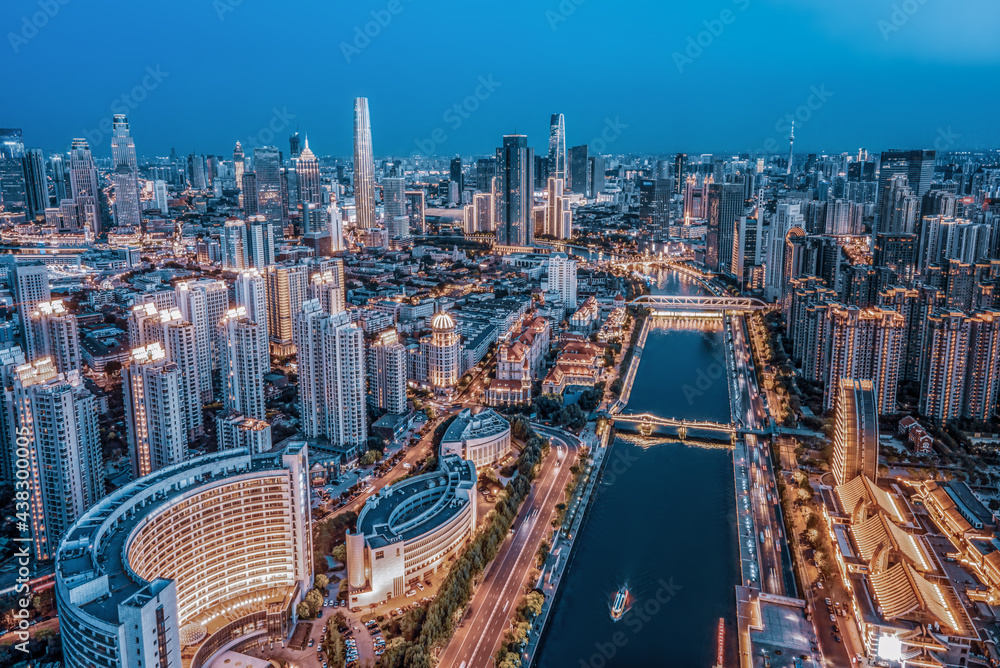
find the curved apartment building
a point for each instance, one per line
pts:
(409, 530)
(209, 554)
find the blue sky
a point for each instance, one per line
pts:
(697, 76)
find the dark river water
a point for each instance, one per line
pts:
(662, 519)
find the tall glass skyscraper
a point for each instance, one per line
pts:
(13, 194)
(364, 165)
(515, 164)
(557, 147)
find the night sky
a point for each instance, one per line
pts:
(654, 76)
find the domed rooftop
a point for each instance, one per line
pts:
(442, 321)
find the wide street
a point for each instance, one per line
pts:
(493, 605)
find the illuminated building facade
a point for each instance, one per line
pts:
(178, 565)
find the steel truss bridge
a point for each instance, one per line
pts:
(701, 304)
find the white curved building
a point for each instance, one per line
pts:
(482, 437)
(409, 530)
(202, 556)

== Instruction ==
Rewrite all of the lines above as a numbered list, leaving out blank lines and the picture.

== Task result ==
1. find the curved apartment building
2. a point for each instance, one per line
3. pts:
4. (409, 530)
5. (209, 554)
6. find the blue sky
7. a point for each instance, one per line
8. pts:
9. (697, 76)
10. find the dark river water
11. a point for each instance, one per line
12. pts:
13. (662, 519)
14. find the tall glass skyscraper
15. a point for each instance, one per line
16. pts:
17. (13, 194)
18. (364, 165)
19. (515, 164)
20. (557, 147)
21. find the night sky
22. a point for each instance, one per line
23. pts:
24. (654, 76)
25. find the domed rooftop
26. a point for each instance, one per line
27. pts:
28. (442, 321)
29. find the wide street
30. a point for each instance, one per line
31. pts:
32. (493, 605)
33. find the illuminated building facade
34. a point for each instance, one per line
35. pts:
36. (178, 565)
37. find the steel truss bridge
38. a point for each instance, one per line
39. pts:
40. (701, 304)
41. find the white curved building
42. a point for each instance, one per line
43. pts:
44. (482, 437)
45. (409, 530)
46. (202, 556)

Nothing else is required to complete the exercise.